Write out all of the entries below word for word, leaving out the pictures.

(Region labeling records)
.....

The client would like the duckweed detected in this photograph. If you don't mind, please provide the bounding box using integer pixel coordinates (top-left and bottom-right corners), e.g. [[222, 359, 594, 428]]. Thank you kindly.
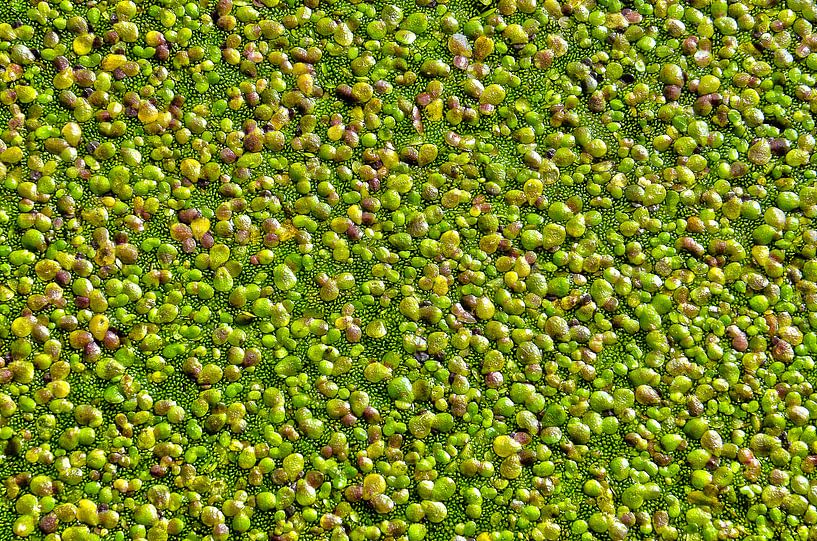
[[0, 0, 817, 541]]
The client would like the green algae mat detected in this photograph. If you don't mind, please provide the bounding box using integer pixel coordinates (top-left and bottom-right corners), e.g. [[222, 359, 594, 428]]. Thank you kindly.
[[0, 0, 817, 541]]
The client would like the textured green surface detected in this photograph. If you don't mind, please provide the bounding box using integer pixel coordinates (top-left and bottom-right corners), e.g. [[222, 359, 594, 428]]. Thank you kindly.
[[0, 0, 817, 541]]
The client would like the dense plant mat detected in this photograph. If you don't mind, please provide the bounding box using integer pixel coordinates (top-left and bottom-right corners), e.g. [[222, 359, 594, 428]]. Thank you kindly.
[[0, 0, 817, 541]]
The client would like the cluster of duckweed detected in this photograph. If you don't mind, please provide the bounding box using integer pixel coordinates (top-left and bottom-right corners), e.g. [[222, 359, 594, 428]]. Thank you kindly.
[[0, 0, 817, 541]]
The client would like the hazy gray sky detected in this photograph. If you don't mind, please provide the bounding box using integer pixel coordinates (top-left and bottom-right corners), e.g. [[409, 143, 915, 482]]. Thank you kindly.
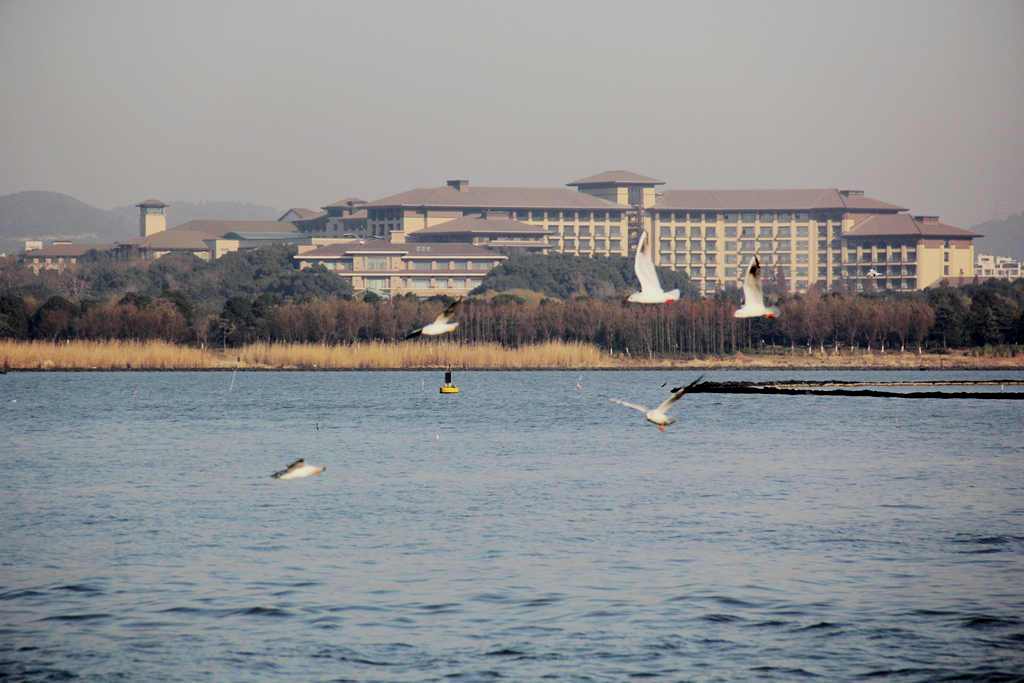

.....

## RESULT OF THE EXERCISE
The client would like the duckweed detected in this photograph. If you don't mind, please provide the bounding box using integer pixel coordinates (top-left and bottom-right corners), e.g. [[222, 359, 594, 428]]. Thank you kindly.
[[0, 0, 817, 541]]
The client would like the green algae mat detected in this photograph. If you don't mind, please provide the bounding box using integer pixel coordinates (top-left and bottom-right corners), e.g. [[222, 359, 594, 428]]. Thank you kindly.
[[0, 0, 817, 541]]
The client would like the textured green surface detected in this photograph. If you don't mind, please provide the bounding box using integer pixel coordinates (top-left and bottom-right corners), e.g. [[222, 359, 594, 428]]. Thank you kindly.
[[0, 0, 817, 541]]
The client would like the dense plant mat detected in this photograph. If you don't mind, please provide the bounding box using integer pixel coordinates (top-left and bottom-right corners), e.g. [[222, 359, 594, 428]]. Thank you kindly.
[[0, 0, 817, 541]]
The client would like the cluster of duckweed detected in this photograph. If you don't mind, please provide the bounding box using integer pixel coordinates (top-left and bottom-right corners), e.g. [[222, 359, 594, 428]]. Thank you kindly.
[[0, 0, 817, 541]]
The client would like the hazy gray sky detected in this photograph. If you don't mind, please provide the bounding box using integer pixel coordinates (top-left and bottom-right corners), e.g. [[409, 143, 915, 482]]. Thank you kindly.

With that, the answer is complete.